Ngelmu.co – Selasa, 21 Februari 2023, Menteri Sosial (Mensos) Tri Rismaharini, sujud di hadapan salah seorang pengajar Sekolah Luar Biasa (SLB) di Wyata Guna, Bandung, Jawa Barat.
Ini terjadi, karena sebelumnya, Risma menjanjikan hibah lahan seluas 1.600 meter persegi.
Lalu, saat Risma, menghadiri kegiatan pemberian bantuan sosial dari Kementerian Sosial di SLB tersebut, seorang pengajar pun menagih janjinya.
Awalnya, Risma yang tiba di sekolah itu, menyantap sarapan pagi, dan melihat sejumlah tanaman yang ditanam para penyandang disabilitas.
Setelah memilih tanaman, Risma pun menuju ke SLB Negeri A Pajajaran, dan berbincang dengan kepala sekolah.

(Daftar Tugas)
1) Tuliskan kembali bagian berita kunjungan Mensos ke SLB Wyata Guna, mulai dari "Ngelmu.co – Selasa, 21" dan terus hingga "1.600 meter persegi.".
2) Jawablah pertanyaan berikut berdasarkan berita kunjungan Mensos ke SLB Wyata Guna:
(a) Berapa luas lahan yang dijanjikan Risma untuk dihibahkan?
(b) Apa yang dilakukan Risma begitu tiba di sekolah itu?
(c) Dengan siapa Risma berbincang di SLB Negeri A Pajajaran?
3) Lanjutkan berita kunjungan Mensos ke SLB Wyata Guna mulai dari kalimat terakhirnya.

(Data yang Diberikan)
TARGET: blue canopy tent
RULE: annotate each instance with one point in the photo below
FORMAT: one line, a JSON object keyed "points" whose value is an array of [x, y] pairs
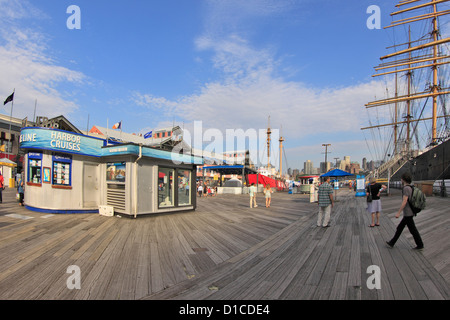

(Jawaban)
1)
Ngelmu.co – Selasa, 21 Februari 2023, Menteri Sosial (Mensos) Tri Rismaharini, sujud di hadapan salah seorang pengajar Sekolah Luar Biasa (SLB) di Wyata Guna, Bandung, Jawa Barat.
Ini terjadi, karena sebelumnya, Risma menjanjikan hibah lahan seluas 1.600 meter persegi.

2)
(a) 1.600 meter persegi.
(b) Ia menyantap sarapan pagi dan melihat sejumlah tanaman yang ditanam para penyandang disabilitas.
(c) Dengan kepala sekolah.

3)
Risma juga terdengar menyatakan, bahwa ia akan memperbaiki bangunan sekolah.
“Mau diperbaiki, nanti pas perbaikan, tolong diamankan, soalnya banyak yang tunanetra,” tutur Risma.
Baca Juga:
Saat berbincang itulah, seorang staf pengajar bernama Tri, bicara dan menagih janji pada Risma soal hibah lahan.
Risma kemudian menjawab, jika yang terpenting adalah bangunan bisa diperbaiki terlebih dahulu.
“Waktu itu ibu pernah janji menghibahkan itu,” tagih Tri.
“Ini susah, karena tanahnya ini ada di tengah gini, saya enggak bisa. Masalahnya apa?” jawab Risma.
“Sama-sama negaranya. Makanya yang penting, saya bisa perbaiki. Ini kafe ini juga kita bangun untuk disabilitas,” sambungnya.
Lebih lanjut, nada bicara Risma, terdengar meninggi, karena seorang staf pengajar lainnya membisiki Tri.
Risma meminta, agar keluhan yang dibisikkan itu disampaikan secara langsung di hadapannya.
Pada kesempatan itulah, seorang pengajar, yakni Yuniati, menagih janji di hadapan Risma.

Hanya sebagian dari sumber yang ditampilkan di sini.